##### DOCUMENT SEGMENT

West Nile virus detected in Portsmouth mosquitoes

'Mega mosquitoes' up to 20 times larger than normal invading Carolinas

PORTSMOUTH, OH (WOWK)—According to the Director of Scioto County Emergency Management, Larry Mullins, the West Nile virus (WNV) has been detected in mosquitoes in Portsmouth, Ohio for the first time in 2021.

The Portsmouth City Health Department released the following information:

“The presence of WNV was confirmed today by the Oho Department of Health Laboratory in a mosquito sample collected on July 21st. No human or animal cases of WNV or Eastern Equine Encephalitis (EEE) have been detected so far this year.  There is no elevated risk level or risk-level change associated with this finding. PCHD will continue mosquito fogging.”

According to the Ohio Department of Health, most people in the region are infected with WNV by the northern house mosquito or Culex pipiens. Those mosquitoes typically become infected from feeding on birds, and then they spread the virus to humans and other animals when they bite.

##########
##### INFORMATION SHOWN

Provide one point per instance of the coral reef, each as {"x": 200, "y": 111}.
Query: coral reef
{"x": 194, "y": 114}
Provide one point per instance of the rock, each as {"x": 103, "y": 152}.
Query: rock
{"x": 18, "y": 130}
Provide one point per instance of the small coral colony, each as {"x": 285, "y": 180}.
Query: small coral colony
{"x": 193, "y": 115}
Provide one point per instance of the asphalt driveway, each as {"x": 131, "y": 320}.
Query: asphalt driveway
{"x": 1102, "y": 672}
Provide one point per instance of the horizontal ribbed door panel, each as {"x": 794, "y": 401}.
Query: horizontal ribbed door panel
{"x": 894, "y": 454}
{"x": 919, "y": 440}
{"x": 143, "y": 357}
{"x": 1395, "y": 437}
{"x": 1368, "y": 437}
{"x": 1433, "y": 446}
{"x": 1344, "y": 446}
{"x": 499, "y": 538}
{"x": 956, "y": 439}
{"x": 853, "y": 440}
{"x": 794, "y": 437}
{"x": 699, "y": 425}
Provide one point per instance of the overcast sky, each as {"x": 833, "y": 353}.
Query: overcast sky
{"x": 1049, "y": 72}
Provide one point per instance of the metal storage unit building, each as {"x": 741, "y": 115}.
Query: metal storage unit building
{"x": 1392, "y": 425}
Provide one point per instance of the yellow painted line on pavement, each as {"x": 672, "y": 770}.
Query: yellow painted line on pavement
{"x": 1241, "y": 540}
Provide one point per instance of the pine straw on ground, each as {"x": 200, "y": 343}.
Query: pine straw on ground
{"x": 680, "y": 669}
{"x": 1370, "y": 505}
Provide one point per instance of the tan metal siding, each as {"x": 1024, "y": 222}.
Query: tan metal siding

##########

**TASKS FOR THIS EXERCISE:**
A: Say whether each statement agrees with the Portsmouth West Nile article, answering yes or no and quoting the article's deciding words.
(i) The virus was confirmed in a mosquito sample collected on July 21st.
(ii) Human cases of the virus have been detected so far this year.
(iii) The finding brought a change in the risk level.
B: Write out the part of the Portsmouth West Nile article between "West Nile virus detected" and "time in 2021.", inclusive.
C: Answer these questions from the Portsmouth West Nile article.
(i) Who is the Director of Scioto County Emergency Management?
(ii) What will PCHD continue doing?
(iii) According to the Ohio Department of Health, which mosquito infects most people in the region with WNV?
Use only the Portsmouth West Nile article to answer.

**ANSWERS PROVIDED:**
A:
(i) Yes: "in a mosquito sample collected on July 21st"
(ii) No: "No human or animal cases of WNV or Eastern Equine Encephalitis (EEE) have been detected so far this year."
(iii) No: "There is no elevated risk level or risk-level change associated with this finding."

B:
West Nile virus detected in Portsmouth mosquitoes

'Mega mosquitoes' up to 20 times larger than normal invading Carolinas

PORTSMOUTH, OH (WOWK)—According to the Director of Scioto County Emergency Management, Larry Mullins, the West Nile virus (WNV) has been detected in mosquitoes in Portsmouth, Ohio for the first time in 2021.

C:
(i) Larry Mullins
(ii) Mosquito fogging
(iii) The northern house mosquito, or Culex pipiens